» **Task requirements**
Write out all the data again, exactly as it stands.

(Data extracted from a collection)
** Begin **

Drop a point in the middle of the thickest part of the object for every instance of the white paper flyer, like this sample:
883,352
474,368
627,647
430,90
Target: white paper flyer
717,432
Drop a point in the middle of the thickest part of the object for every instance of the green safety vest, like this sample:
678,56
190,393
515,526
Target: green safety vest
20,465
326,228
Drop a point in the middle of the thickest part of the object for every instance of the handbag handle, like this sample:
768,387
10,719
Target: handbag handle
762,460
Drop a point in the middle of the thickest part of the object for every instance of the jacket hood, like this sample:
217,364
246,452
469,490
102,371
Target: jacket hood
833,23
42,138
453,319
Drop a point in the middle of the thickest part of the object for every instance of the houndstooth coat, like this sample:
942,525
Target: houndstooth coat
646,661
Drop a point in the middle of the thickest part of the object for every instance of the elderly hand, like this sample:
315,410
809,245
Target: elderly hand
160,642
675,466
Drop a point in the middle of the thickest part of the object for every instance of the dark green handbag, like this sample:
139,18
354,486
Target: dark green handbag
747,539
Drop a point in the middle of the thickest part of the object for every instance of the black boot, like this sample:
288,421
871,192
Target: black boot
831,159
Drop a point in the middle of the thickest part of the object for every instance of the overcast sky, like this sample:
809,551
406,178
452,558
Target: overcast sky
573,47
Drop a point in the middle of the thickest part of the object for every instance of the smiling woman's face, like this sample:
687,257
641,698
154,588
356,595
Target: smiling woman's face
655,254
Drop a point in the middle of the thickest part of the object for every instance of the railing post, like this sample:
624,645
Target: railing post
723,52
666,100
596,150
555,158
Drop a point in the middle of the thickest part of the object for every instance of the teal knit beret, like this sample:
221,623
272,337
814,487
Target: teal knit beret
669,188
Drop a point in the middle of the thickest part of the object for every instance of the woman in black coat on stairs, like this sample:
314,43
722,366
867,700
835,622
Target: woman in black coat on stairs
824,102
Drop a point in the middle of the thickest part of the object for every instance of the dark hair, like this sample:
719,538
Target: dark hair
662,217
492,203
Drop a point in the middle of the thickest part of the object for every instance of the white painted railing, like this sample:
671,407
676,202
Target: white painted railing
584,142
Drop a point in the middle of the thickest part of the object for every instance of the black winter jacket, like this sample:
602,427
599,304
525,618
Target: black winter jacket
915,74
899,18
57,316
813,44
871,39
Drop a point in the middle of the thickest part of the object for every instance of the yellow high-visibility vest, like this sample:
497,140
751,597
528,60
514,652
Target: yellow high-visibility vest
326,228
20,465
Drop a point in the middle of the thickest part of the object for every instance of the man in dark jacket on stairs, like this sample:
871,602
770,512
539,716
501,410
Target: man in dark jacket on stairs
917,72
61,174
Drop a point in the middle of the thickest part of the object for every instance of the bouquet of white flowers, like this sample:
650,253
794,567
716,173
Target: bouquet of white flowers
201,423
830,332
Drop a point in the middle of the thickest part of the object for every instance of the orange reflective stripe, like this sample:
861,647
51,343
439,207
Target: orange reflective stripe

** End **

» **Answer below**
Drop a point in the middle of the thickest part of the object for every instance of the white paper flyer, like this sample:
883,352
474,368
627,647
430,90
Target: white paper flyer
717,432
Drop a point in the middle of the thickest part of the object for every instance of the green safety vest, like this sample:
678,56
190,393
515,526
Target: green safety vest
20,465
326,228
Drop a point in the middle of the thickest part of the object for every instance of the handbag handle, like this sample:
768,387
10,719
Target: handbag handle
762,460
Drop a point in the middle of the thickest part of the object for every instance of the jacket hood, like this sample:
217,364
246,452
469,490
102,371
Target: jacket hood
833,23
42,138
453,319
Drop a point in the middle of the thickest part of the object for every instance of the houndstooth coat, like this sample:
942,525
Target: houndstooth coat
646,661
Drop a point in the middle of the thickest part of the object for every instance of the elderly hand, like this sample:
315,410
809,245
Target: elderly hand
160,642
675,466
Drop a point in the middle of the thickest part of the object for every instance of the dark green handbag, like this sample:
139,18
354,486
Target: dark green handbag
747,539
Drop a point in the middle of the thickest part of the object for every instance of the black boot, like this sample:
288,421
871,192
Target: black boot
831,159
Drop a point in the middle of the thickest part of the object for every instance of the overcast sky, like this sample:
809,551
406,178
452,558
Target: overcast sky
573,47
Drop a point in the middle of the thickest part of the object for every instance of the smiling woman's face, like this sample:
687,257
641,698
154,588
356,595
Target: smiling woman's face
655,254
Drop a point in the middle of the thickest part of the object for every instance of the railing post, like this sample:
624,645
Target: railing post
723,52
666,100
596,150
555,158
Drop a point in the middle of the thickest part of the object for every instance of the teal knit beret, like this sample:
221,623
272,337
814,487
Target: teal knit beret
669,188
Drop a point in the middle of the thickest part of the object for every instance of the woman in black coat on stairs, like this sample:
314,43
722,366
867,700
835,622
Target: woman in black coat on stairs
824,102
Drop a point in the middle of the thickest part of the object for every instance of the dark hair, like this sample:
719,538
Target: dark hair
662,217
492,203
Drop a point in the middle of the thickest part of the object for every instance of the white painted railing, like this sample:
671,407
676,202
Target: white painted railing
584,142
Drop a point in the middle of the thickest part of the object for every instance of the black winter jacket, like this sample:
602,427
599,304
525,618
Target: black winter jacket
915,74
899,18
57,316
813,44
871,39
Drop a point in the middle of the thickest part of the object for every instance of the yellow high-visibility vest, like this sample:
497,140
751,597
528,60
514,652
Target: yellow high-visibility vest
326,228
20,465
Drop a point in the middle of the thickest part of the object for every instance of the man in dark jacket on stairs, like this sample:
871,602
770,512
539,716
501,410
Target: man in dark jacket on stairs
917,72
61,174
Drop a point in the middle of the thickest part of the object for every instance of the bouquet of white flowers, like this sample:
650,253
794,567
716,173
Target: bouquet of white flowers
201,423
830,332
Drop a point in the middle of the thickest part of the object for every instance of the orange reflective stripe, like this sample:
861,647
51,343
439,207
Target: orange reflective stripe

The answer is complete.